## What is asked
Can you convert every line of the records below into a numbered list, omitting the blank lines?

## Given records

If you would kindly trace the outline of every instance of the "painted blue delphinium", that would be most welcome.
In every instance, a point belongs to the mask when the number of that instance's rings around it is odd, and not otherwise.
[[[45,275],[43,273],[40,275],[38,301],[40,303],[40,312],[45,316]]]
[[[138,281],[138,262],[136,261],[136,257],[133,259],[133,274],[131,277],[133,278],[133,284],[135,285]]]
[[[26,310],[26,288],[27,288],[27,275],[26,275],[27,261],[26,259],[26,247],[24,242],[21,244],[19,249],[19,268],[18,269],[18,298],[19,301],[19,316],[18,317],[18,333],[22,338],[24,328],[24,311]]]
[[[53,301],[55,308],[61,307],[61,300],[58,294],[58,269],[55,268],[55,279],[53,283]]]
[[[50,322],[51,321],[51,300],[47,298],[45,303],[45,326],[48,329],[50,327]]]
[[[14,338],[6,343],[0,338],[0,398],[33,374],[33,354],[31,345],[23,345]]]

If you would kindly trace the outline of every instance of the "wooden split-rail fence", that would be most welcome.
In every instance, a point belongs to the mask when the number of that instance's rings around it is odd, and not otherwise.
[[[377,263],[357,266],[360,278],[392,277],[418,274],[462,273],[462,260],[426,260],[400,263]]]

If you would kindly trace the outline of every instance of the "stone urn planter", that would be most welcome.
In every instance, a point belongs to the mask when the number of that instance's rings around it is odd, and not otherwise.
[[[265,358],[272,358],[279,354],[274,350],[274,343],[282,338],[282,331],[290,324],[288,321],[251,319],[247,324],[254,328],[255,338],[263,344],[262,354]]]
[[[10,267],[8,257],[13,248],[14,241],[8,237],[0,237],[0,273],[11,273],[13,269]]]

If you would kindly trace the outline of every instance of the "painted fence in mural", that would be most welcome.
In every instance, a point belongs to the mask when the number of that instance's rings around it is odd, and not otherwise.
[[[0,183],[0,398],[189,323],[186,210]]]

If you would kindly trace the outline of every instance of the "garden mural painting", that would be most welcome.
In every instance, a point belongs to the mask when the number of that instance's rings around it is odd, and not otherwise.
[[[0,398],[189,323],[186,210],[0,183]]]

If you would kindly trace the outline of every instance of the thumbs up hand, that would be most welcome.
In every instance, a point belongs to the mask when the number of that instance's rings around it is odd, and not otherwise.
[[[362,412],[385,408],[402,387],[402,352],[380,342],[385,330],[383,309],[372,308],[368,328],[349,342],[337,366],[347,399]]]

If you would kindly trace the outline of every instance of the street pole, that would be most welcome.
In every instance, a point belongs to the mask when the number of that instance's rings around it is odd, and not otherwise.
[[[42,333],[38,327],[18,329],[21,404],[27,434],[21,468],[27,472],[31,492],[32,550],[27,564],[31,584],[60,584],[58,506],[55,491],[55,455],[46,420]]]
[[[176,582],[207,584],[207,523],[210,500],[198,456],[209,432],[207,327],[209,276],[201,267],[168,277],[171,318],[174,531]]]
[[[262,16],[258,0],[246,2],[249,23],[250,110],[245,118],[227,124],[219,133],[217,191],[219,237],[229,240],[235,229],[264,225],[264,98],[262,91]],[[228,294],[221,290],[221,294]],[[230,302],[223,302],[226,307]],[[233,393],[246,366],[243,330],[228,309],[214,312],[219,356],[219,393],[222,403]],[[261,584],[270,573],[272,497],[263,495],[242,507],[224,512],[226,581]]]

## Exercise response
1. If you would kindly trace the outline of every instance of the "painted blue delphinium", that would be most welcome.
2. In every instance, a point belongs to the mask when the number of that instance's rings around it is odd, and not otherwise.
3. [[[45,275],[43,273],[40,275],[38,301],[40,303],[40,312],[45,316]]]
4. [[[138,281],[138,262],[136,261],[136,257],[133,259],[133,274],[131,277],[133,278],[133,284],[135,285]]]
5. [[[26,310],[26,288],[27,288],[27,275],[26,275],[27,261],[26,259],[26,247],[24,242],[21,244],[19,249],[19,268],[18,269],[18,298],[19,301],[19,316],[18,317],[18,333],[22,338],[24,328],[24,311]]]
6. [[[53,301],[55,308],[61,307],[61,300],[58,294],[58,269],[55,268],[55,279],[53,283]]]
7. [[[50,322],[51,321],[51,300],[47,298],[45,303],[45,326],[48,329],[50,327]]]
8. [[[14,338],[6,343],[0,338],[0,398],[33,374],[33,354],[31,345],[23,345]]]
9. If you would kindly trace the outline of every instance of the "wooden split-rail fence", that would be most welcome.
10. In every instance, a point belongs to the mask when the number of that instance's rings around it is odd, and not otherwise.
11. [[[377,263],[357,266],[360,278],[392,277],[418,274],[462,273],[462,260],[426,260],[400,263]]]
12. If you would kindly trace the outline of every instance of the "stone urn planter", that would be most welcome.
13. In every instance, a point belongs to the mask when the number of that instance's rings around it is odd, and not otherwise.
14. [[[265,358],[272,358],[279,354],[274,350],[274,343],[282,338],[282,331],[290,324],[288,321],[251,319],[247,324],[254,328],[255,338],[263,344],[262,354]]]
15. [[[10,267],[8,257],[13,248],[14,241],[8,237],[0,237],[0,273],[11,273],[13,269]]]
16. If you would kindly trace the outline of every instance of the "painted fence in mural", that would be most welcome.
17. In every instance, a point belongs to the mask when the number of that instance's rings around it is odd, and not otherwise.
18. [[[0,183],[0,398],[189,323],[186,210]]]
19. If you would kindly trace the outline of every instance of the "garden mural painting", that would be most welcome.
20. In every instance, a point belongs to the mask when the number of that instance's rings around it is odd, and not otherwise.
21. [[[0,398],[189,323],[186,210],[0,183]]]
22. If you would kindly trace the outline of every instance of the thumbs up hand, that would be most welcome.
23. In every instance, a point belongs to the mask when the number of that instance's rings around it is odd, and not otherwise.
24. [[[362,412],[385,408],[402,387],[402,352],[380,342],[385,330],[383,309],[372,308],[368,328],[349,342],[337,366],[347,399]]]
25. If you would kindly trace the outline of every instance of the street pole, that would be most welcome.
26. In every instance, a point belongs to the mask when the number of that instance's rings around it is odd, and not otherwise.
27. [[[42,333],[38,327],[18,329],[21,404],[27,434],[21,468],[27,472],[31,492],[32,550],[27,564],[31,584],[60,584],[58,506],[55,491],[55,455],[46,420]]]
28. [[[176,582],[207,584],[207,523],[210,500],[198,456],[209,432],[207,327],[209,276],[201,267],[168,277],[171,318],[174,531]]]
29. [[[262,16],[258,0],[246,2],[249,23],[250,110],[245,118],[227,124],[219,133],[217,191],[219,237],[229,240],[235,229],[264,225],[264,98],[262,91]],[[228,294],[221,290],[221,294]],[[230,302],[223,302],[226,307]],[[233,393],[246,366],[243,330],[228,309],[214,312],[219,356],[219,393],[222,403]],[[261,584],[270,573],[272,497],[263,495],[242,507],[224,512],[226,581]]]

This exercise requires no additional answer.